▼

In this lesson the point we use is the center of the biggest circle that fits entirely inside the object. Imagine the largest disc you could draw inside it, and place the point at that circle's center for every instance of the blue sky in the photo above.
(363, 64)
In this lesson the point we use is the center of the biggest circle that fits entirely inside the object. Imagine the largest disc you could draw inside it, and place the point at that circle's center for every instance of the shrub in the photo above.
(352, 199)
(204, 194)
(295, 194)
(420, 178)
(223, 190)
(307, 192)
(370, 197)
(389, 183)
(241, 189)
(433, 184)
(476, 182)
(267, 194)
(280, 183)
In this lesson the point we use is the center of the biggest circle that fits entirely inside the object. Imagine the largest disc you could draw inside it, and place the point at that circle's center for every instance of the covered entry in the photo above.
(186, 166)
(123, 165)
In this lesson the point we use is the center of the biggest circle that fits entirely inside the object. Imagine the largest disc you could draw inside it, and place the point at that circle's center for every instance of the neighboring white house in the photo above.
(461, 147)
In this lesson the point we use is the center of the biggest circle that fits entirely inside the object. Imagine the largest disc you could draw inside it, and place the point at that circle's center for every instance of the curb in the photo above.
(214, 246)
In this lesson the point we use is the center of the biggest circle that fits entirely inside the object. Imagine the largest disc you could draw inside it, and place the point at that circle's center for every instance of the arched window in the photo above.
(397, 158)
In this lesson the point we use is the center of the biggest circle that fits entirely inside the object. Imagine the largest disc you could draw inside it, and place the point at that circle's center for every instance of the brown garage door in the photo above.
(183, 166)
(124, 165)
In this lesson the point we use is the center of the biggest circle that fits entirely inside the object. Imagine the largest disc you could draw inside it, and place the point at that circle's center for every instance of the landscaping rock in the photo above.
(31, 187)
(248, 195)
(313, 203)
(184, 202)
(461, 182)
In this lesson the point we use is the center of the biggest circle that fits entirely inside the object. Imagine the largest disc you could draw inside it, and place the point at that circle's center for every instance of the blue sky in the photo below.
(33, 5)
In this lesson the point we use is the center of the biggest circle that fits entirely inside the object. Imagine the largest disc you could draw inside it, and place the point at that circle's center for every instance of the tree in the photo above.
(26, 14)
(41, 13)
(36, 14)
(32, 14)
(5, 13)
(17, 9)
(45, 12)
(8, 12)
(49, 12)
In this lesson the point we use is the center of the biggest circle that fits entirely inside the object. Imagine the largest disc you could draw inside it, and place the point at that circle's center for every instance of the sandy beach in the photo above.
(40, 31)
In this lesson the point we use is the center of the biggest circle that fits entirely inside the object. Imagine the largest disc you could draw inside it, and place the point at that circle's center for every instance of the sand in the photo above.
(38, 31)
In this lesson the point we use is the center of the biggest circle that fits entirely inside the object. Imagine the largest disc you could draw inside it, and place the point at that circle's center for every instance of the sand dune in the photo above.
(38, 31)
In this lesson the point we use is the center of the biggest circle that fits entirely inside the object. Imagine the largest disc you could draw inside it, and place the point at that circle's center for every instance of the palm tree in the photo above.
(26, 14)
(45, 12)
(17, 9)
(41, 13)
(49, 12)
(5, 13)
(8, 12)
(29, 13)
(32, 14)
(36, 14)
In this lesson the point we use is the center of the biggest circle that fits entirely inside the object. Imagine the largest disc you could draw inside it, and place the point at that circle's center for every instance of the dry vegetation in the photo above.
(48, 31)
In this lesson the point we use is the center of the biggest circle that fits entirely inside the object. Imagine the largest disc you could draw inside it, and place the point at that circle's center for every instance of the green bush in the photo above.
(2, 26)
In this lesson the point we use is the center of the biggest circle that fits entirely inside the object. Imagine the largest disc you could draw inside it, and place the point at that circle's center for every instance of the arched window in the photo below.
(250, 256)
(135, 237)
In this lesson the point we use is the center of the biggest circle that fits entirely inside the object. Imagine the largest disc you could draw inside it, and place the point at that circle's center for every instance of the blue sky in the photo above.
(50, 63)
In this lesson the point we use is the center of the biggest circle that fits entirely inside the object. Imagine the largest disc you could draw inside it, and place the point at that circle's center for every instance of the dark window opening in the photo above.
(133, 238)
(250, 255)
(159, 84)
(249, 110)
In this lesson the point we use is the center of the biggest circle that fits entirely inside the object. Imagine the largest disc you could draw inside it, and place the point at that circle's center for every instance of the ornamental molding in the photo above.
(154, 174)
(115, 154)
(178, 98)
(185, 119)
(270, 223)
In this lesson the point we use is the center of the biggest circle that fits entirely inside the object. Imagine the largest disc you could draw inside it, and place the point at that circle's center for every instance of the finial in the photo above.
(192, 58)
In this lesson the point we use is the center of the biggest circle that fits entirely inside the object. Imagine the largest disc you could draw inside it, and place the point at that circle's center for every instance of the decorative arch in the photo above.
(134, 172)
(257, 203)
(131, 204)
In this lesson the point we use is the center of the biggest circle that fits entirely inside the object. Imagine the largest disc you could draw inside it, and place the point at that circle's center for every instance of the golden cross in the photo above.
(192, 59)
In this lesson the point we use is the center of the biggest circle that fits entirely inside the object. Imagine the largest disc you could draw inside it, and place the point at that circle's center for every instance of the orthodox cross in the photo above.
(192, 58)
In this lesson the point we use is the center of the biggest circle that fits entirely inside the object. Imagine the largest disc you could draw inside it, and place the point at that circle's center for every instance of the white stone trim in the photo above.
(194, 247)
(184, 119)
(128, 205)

▲

Print the data in full, with each line exactly as given.

In this lesson the point we use is the center of the biggest circle that fits entirely inside the object. Imagine the largest disc you could draw inside it, and place the point at that circle's center for every instance of the blue sky in the photo above.
(363, 64)
In this lesson the point we use is the center of the biggest circle that fits entirely inside the object. Imagine the largest disc you could draw inside it, and place the point at that circle's center for every instance of the shrub in the photo above.
(352, 199)
(204, 194)
(295, 194)
(420, 178)
(223, 190)
(307, 192)
(370, 197)
(389, 183)
(241, 189)
(433, 184)
(476, 182)
(267, 194)
(280, 183)
In this lesson the point we use is the center of the biggest circle that fits entirely inside the object. Imagine the largest disc you could draw inside it, and place the point at that circle's center for every instance of the covered entry in the photo above.
(186, 166)
(123, 165)
In this lesson the point we use is the center of the biggest circle that fits entirely inside the object. Imagine the largest disc you could draw inside it, and place the point at that circle's center for every instance of the neighboring white house in the photo above.
(461, 147)
In this lesson the point we use is the center of the biggest circle that fits entirely inside the object. Imagine the largest disc you could draw inside it, and place the point at that circle's center for every instance of the curb in the photo above.
(214, 246)
In this lesson the point we use is the center of the biggest circle that fits entirely inside the object. Imagine the largest disc you could draw inside it, and place the point at that circle's center for every instance of the arched window in the photo above.
(397, 158)
In this lesson the point we use is the center of the biggest circle that fits entirely inside the object. Imagine the largest disc you could draw inside it, and place the point at that circle's center for every instance of the brown garage door in the photo above.
(183, 166)
(124, 165)
In this lesson the point we use is the center of the biggest circle that fits entirely inside the object. Imagine the largest disc you could draw inside it, and place the point at that circle's center for every instance of the landscaping rock in the photo above.
(31, 187)
(248, 195)
(313, 203)
(184, 202)
(461, 182)
In this lesson the point we use is the center of the biggest circle that fits entirely inside the object. Imagine the largest disc you could draw inside it, and place the point at that circle's center for every instance of the blue sky in the photo below.
(33, 5)
In this lesson the point we use is the center of the biggest circle that fits entirely inside the object. Imagine the largest disc you could draw inside it, and place the point at that circle's center for every instance of the tree in the photo above.
(26, 14)
(41, 13)
(36, 14)
(32, 14)
(5, 13)
(17, 9)
(45, 12)
(8, 12)
(49, 12)
In this lesson the point we use is the center of the biggest circle that fits entirely inside the object. Imagine the largest disc you could draw inside it, and place the point at that circle's center for every instance of the sandy beach in the photo above.
(40, 31)
In this lesson the point we use is the center of the biggest circle that fits entirely inside the object. Imagine the largest disc you could draw inside it, and place the point at that circle's center for every instance of the sand in the photo above.
(38, 31)
In this lesson the point we use is the center of the biggest circle that fits entirely inside the object. Imagine the largest disc you could draw inside it, and place the point at that circle's center for every instance of the sand dune in the photo above.
(38, 31)
In this lesson the point we use is the center of the biggest circle that fits entirely inside the object. Imagine the largest disc you could draw inside it, and place the point at that circle's center for every instance of the palm tree in the photo above.
(26, 14)
(45, 12)
(17, 9)
(41, 13)
(49, 12)
(5, 13)
(8, 12)
(29, 13)
(32, 14)
(36, 14)
In this lesson the point we use is the center of the biggest circle that fits entirely inside the object. Imagine the largest disc you could draw inside it, and place the point at that circle's center for every instance of the dry vegetation in the photo above.
(48, 31)
In this lesson the point we use is the center of the biggest circle that fits entirely inside the object. Imagine the largest disc you could draw inside it, and place the point at that circle's center for every instance of the green bush in the photo above.
(2, 26)
In this lesson the point we use is the center of the biggest circle that fits entirely inside the object. Imagine the largest disc you could draw inside it, and place the point at that circle's center for every instance of the arched window in the photo below.
(250, 256)
(135, 237)
In this lesson the point we use is the center of the biggest circle that fits entirely inside the object. Imagine the largest disc you could draw inside it, and place the point at that circle's center for every instance of the blue sky in the photo above.
(50, 63)
In this lesson the point we use is the center of the biggest circle that fits entirely inside the object. Imagine the largest disc you could draw inside it, and place the point at that circle's center for every instance of the dark window opening in the photo above.
(133, 238)
(250, 255)
(159, 84)
(249, 110)
In this lesson the point we use is the center of the biggest circle that fits entirely inside the object. Imagine the largest disc you could draw inside it, and place the point at that circle's center for every instance of the ornamental molding in the photo above.
(154, 174)
(115, 154)
(178, 98)
(185, 119)
(270, 223)
In this lesson the point we use is the center of the biggest circle that fits entirely inside the object. Imagine the largest disc you could draw inside it, and place the point at that circle's center for every instance of the finial in the photo above.
(192, 58)
In this lesson the point we use is the center of the biggest circle that fits entirely inside the object. Imagine the largest disc you could draw inside it, and place the point at that circle's center for every instance of the decorative arch in the photo above.
(134, 172)
(257, 203)
(131, 204)
In this lesson the point we use is the center of the biggest circle that fits entirely inside the object. Imagine the largest disc you could draw inside it, and place the point at that circle's center for every instance of the golden cross in the photo above.
(192, 59)
In this lesson the point we use is the center of the biggest circle that fits entirely inside the object. Imagine the largest disc you could draw inside it, and place the point at that circle's center for every instance of the orthodox cross in the photo above.
(192, 58)
In this lesson the point we use is the center of the biggest circle that fits entirely inside the object. Imagine the largest disc you could draw inside it, and place the point at that circle's center for every instance of the white stone trim in the photo above.
(194, 247)
(184, 119)
(128, 205)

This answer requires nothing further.